→ **Consigne**
Recopiez ces lignes en substituant « blurry backdrop » à « blurred background » partout dans le matériel, sans aucune autre modification. Omettez les images dans votre réponse.

##############################

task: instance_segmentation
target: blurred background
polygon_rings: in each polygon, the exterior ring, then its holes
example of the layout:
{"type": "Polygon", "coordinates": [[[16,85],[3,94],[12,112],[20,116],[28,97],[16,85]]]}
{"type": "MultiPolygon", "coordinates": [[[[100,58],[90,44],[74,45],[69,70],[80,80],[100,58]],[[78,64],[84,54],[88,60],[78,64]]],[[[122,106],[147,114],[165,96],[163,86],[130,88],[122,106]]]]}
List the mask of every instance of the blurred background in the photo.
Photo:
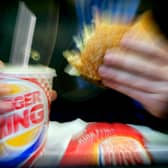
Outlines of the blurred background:
{"type": "MultiPolygon", "coordinates": [[[[24,2],[37,17],[30,63],[49,65],[56,69],[58,75],[53,85],[58,92],[58,99],[52,103],[50,120],[66,122],[81,118],[85,121],[145,124],[156,129],[164,129],[162,121],[148,114],[139,103],[129,97],[98,87],[80,77],[71,77],[64,72],[67,62],[62,52],[74,47],[72,37],[77,34],[84,19],[80,16],[77,1],[25,0],[24,2]]],[[[87,0],[88,8],[92,5],[90,2],[87,0]]],[[[164,2],[160,3],[160,6],[157,2],[141,0],[136,15],[152,9],[162,32],[167,35],[167,25],[160,19],[166,12],[160,10],[164,8],[164,2]]],[[[4,62],[9,61],[18,3],[18,0],[12,0],[3,1],[0,5],[0,60],[4,62]]],[[[85,17],[85,21],[89,23],[91,17],[85,17]]]]}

##############################

→ **Résultat**
task: instance_segmentation
target: blurry backdrop
polygon_rings: in each polygon, the exterior ring, then its holes
example of the layout:
{"type": "Polygon", "coordinates": [[[16,85],[3,94],[12,112],[20,116],[28,97],[16,85]]]}
{"type": "MultiPolygon", "coordinates": [[[[100,58],[90,44],[74,45],[69,70],[80,80],[100,58]],[[78,64],[84,54],[88,60],[78,64]]],[[[122,106],[147,114],[165,96],[163,86],[130,88],[122,106]]]]}
List the mask of every instance of the blurry backdrop in the photo.
Photo:
Outlines of the blurry backdrop:
{"type": "MultiPolygon", "coordinates": [[[[24,2],[37,17],[30,63],[49,65],[56,69],[58,75],[53,85],[58,92],[58,99],[52,103],[50,120],[66,122],[81,118],[85,121],[145,124],[156,129],[164,129],[162,121],[148,114],[139,103],[129,97],[98,87],[80,77],[71,77],[64,72],[67,62],[62,52],[74,47],[72,37],[77,34],[84,19],[80,16],[77,1],[25,0],[24,2]]],[[[87,0],[88,8],[92,5],[90,2],[87,0]]],[[[164,2],[160,3],[160,6],[157,2],[141,0],[136,15],[152,9],[162,32],[167,35],[167,25],[160,19],[166,12],[160,10],[164,8],[164,2]]],[[[4,62],[9,61],[18,3],[18,0],[12,0],[3,1],[0,5],[0,60],[4,62]]],[[[85,17],[85,21],[89,23],[91,17],[85,17]]]]}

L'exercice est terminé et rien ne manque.